#### Jobs
- a) In the Weird Kids article, who directed the music video for "The Best Thing (That Never Happened)"?
- b) Please copy word for word the part of the Weird Kids article that opens with the words "Singles from Weird" and closes with "the In Crowd.".

#### Source text

+ + + + +

Studio album by We Are the In Crowd
- Released: February 18, 2014
- Recorded: 2013–2014
- Genre: Pop punk, pop rock, alternative rock
- Length: 31:52
- Label: Hopeless
- Producer: John Feldmann

We Are the In Crowd chronology
| Best Intentions (2011) | Weird Kids (2014) |  |

Singles from Weird Kids
- "Attention" Released: August 20, 2013; "The Best Thing (That Never Happened)" Released: December 3, 2013; "Long Live the Kids" Released: January 19, 2014; "Windows in Heaven" Released: January 26, 2014; "Manners" Released: February 2, 2014;

= Weird Kids =

Weird Kids is the second studio album by American rock band We Are the In Crowd.

==Production==
Weird Kids was produced, mixing, and recorded by John Feldmann. Tommy English and Zakk Cervini did additional production and mixing; Joe Gastwirt mastered the album.

==Composition==
"Attention", according to Taylor Jardine, "is about friendship, and needing friends to help you see it’s okay to change for the better."

==Release==
On August 20, 2013, "Attention" was made available for streaming. In addition, a lyric video was also released. Later that month, the group performed three headlining shows in the UK, and appeared at the Reading and Leeds Festivals. Following this, they supported New Found Glory for a few shows in Europe. On December 3, Weird Kids was announced for release in February 2014. In addition, the album's track listing and artwork were revealed. A music video was released for "The Best Thing (That Never Happened)" on December 10, directed by Mark Staubach. A behind-the-scenes video followed five days later. On January 20, 2014, "Long Live the Kids" was made available for streaming. On January 27, "Windows in Heaven" was made available for streaming. In January and February, the group went on a UK tour with Neck Deep and Save Your Breathe.

+ + + + +

#### Stored data
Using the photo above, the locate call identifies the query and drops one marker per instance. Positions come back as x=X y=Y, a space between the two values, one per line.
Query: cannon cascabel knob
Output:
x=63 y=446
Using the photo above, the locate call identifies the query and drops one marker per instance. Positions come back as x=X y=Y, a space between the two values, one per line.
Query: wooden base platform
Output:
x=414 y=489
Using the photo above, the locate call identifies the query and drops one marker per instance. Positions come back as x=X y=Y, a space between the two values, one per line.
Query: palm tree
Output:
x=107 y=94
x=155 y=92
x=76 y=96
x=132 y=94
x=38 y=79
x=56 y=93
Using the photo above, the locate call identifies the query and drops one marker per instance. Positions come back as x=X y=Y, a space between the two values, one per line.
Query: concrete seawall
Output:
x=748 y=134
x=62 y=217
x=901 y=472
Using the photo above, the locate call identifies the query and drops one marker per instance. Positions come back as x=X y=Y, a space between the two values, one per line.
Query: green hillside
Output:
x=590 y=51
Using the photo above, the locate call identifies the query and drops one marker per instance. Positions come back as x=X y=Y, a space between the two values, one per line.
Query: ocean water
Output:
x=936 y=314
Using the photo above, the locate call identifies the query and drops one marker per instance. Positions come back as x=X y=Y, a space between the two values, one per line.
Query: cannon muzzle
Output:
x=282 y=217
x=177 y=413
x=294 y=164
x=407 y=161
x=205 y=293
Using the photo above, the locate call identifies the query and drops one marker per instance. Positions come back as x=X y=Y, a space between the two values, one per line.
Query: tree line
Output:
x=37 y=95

+ + + + +

#### Outputs for the tasks
- a) Mark Staubach

- b)
Singles from Weird Kids
- "Attention" Released: August 20, 2013; "The Best Thing (That Never Happened)" Released: December 3, 2013; "Long Live the Kids" Released: January 19, 2014; "Windows in Heaven" Released: January 26, 2014; "Manners" Released: February 2, 2014;

= Weird Kids =

Weird Kids is the second studio album by American rock band We Are the In Crowd.